» Task
How many lines of these entries include the string "below"? State the number alone.

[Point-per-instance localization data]
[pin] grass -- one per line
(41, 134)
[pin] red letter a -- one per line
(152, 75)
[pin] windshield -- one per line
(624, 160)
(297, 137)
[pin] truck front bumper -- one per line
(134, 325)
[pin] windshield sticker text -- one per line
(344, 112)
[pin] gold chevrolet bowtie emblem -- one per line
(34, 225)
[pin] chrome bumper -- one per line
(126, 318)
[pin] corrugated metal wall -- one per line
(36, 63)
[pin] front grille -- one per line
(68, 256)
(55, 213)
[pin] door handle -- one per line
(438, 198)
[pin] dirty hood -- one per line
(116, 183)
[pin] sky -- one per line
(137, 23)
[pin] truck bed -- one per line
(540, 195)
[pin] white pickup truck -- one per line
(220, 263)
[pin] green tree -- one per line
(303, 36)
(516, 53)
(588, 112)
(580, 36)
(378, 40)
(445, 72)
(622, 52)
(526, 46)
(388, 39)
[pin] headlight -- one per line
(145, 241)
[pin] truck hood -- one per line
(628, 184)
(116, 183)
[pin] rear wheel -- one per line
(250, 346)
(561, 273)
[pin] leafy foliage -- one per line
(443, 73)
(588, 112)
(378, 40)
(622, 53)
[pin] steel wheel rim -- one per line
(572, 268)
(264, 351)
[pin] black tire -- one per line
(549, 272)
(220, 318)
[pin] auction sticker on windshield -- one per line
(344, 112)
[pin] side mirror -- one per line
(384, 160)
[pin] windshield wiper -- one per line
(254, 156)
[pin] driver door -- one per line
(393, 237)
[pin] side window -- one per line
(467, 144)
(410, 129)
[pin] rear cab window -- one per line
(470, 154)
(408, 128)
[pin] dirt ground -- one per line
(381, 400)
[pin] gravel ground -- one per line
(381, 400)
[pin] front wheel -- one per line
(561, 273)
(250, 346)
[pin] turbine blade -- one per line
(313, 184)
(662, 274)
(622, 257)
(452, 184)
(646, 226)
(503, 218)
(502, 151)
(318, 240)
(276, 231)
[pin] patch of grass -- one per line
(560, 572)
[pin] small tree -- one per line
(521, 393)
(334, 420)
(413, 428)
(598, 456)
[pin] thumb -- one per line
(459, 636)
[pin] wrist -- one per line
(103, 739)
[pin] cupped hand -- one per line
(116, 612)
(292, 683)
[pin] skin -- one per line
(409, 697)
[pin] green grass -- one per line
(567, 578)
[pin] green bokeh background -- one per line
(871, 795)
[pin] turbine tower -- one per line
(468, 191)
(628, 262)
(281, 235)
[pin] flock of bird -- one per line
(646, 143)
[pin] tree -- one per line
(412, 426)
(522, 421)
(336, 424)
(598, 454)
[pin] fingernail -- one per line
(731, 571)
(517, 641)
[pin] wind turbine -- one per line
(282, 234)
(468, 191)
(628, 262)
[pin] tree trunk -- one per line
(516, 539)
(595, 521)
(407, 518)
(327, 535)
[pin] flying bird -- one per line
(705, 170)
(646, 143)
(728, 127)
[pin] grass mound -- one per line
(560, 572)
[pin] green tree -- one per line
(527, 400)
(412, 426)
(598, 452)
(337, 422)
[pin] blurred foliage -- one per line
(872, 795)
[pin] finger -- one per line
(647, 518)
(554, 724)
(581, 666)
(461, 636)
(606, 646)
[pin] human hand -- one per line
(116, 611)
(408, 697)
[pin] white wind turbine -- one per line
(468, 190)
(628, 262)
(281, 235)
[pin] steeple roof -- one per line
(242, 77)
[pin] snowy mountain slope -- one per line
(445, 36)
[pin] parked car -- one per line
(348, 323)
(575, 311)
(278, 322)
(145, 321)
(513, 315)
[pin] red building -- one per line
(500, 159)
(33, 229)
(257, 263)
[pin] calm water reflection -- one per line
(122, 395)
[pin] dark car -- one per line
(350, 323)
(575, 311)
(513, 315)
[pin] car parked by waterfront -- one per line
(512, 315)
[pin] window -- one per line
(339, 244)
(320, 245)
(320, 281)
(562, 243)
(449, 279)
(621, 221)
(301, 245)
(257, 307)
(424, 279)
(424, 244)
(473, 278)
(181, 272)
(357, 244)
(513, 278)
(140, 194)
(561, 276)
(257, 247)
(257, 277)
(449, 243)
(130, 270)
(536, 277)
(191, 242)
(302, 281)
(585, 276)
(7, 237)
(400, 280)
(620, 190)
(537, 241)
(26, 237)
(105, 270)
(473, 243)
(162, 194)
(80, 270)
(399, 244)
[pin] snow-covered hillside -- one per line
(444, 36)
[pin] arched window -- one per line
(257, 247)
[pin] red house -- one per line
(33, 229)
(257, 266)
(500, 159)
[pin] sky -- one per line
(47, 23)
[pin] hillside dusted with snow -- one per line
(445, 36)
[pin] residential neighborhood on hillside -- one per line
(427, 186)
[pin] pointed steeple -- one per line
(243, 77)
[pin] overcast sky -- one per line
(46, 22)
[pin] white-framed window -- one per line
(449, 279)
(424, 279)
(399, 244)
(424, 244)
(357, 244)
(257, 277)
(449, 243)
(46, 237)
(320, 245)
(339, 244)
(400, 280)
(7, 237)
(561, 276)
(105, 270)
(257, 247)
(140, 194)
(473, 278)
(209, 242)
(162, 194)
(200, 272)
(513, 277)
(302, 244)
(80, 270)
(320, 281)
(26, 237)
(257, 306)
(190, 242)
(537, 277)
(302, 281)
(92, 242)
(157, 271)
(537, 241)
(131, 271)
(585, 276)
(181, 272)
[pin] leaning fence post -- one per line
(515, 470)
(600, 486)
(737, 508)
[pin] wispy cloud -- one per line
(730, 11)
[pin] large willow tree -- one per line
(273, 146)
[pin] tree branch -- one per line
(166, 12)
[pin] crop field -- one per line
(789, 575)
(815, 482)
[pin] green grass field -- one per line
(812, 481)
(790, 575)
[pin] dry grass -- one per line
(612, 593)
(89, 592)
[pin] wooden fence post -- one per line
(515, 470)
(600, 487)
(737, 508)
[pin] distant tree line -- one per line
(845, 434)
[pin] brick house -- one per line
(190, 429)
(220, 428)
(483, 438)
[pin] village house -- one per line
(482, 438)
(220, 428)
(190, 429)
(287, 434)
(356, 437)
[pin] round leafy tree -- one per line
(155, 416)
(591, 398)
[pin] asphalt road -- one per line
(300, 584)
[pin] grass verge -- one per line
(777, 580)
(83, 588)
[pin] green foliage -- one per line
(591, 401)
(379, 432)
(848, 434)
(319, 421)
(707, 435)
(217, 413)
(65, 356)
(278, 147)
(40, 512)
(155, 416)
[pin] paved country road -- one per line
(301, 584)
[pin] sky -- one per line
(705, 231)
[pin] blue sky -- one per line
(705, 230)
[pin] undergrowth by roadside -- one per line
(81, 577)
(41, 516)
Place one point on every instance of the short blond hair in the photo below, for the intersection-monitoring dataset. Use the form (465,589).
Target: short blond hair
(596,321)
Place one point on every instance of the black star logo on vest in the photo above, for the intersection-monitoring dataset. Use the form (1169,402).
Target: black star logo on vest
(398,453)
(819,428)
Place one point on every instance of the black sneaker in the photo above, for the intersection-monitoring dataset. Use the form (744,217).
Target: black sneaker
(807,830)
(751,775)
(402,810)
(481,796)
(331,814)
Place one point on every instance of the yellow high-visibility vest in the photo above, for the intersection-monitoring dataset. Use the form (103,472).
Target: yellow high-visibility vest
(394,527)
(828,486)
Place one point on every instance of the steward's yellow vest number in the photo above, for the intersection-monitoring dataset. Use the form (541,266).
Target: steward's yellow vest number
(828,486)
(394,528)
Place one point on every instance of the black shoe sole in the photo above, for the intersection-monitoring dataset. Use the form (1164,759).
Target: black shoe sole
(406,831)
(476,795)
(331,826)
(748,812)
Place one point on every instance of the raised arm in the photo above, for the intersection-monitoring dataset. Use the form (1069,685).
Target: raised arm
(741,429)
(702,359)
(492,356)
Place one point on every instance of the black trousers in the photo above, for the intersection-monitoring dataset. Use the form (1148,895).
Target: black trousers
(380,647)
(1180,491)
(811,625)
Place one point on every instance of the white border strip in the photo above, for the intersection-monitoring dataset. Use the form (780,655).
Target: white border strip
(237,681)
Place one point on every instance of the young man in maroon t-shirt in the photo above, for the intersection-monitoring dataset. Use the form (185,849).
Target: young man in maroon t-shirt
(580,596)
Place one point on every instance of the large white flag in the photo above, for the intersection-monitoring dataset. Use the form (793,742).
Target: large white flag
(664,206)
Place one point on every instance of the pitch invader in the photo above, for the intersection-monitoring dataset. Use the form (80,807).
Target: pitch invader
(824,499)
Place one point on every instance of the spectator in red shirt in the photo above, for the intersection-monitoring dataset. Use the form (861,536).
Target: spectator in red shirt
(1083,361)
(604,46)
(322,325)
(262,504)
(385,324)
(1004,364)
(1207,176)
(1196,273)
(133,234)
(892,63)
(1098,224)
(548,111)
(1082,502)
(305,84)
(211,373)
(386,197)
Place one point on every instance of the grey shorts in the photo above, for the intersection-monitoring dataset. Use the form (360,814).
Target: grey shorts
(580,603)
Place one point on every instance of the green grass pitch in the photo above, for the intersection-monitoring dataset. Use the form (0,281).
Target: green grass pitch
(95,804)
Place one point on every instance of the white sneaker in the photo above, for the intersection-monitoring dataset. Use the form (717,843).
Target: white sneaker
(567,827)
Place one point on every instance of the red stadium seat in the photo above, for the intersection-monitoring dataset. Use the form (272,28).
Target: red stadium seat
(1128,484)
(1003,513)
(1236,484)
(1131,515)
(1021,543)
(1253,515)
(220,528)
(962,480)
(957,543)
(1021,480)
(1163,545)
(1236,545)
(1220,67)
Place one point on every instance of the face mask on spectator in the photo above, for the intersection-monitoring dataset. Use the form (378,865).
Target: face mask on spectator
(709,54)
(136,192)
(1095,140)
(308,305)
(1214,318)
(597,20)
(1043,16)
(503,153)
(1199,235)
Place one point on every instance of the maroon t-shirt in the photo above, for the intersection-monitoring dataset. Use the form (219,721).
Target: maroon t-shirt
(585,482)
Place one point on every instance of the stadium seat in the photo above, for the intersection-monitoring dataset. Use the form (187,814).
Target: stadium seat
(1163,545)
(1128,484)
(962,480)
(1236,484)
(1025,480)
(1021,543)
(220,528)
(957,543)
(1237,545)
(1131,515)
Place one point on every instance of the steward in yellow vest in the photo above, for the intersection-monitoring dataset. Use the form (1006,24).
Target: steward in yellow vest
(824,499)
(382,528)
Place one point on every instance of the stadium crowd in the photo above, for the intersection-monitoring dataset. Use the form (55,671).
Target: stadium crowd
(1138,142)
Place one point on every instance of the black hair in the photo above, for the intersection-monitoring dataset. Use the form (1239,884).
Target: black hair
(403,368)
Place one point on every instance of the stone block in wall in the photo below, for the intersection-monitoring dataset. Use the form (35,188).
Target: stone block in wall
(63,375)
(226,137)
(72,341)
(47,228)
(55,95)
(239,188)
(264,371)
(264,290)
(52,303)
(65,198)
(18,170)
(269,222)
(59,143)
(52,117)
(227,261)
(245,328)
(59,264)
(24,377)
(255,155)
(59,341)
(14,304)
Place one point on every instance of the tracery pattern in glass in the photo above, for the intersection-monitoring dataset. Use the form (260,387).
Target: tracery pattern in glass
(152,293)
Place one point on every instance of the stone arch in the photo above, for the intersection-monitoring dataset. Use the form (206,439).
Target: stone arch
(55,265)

» Written response
2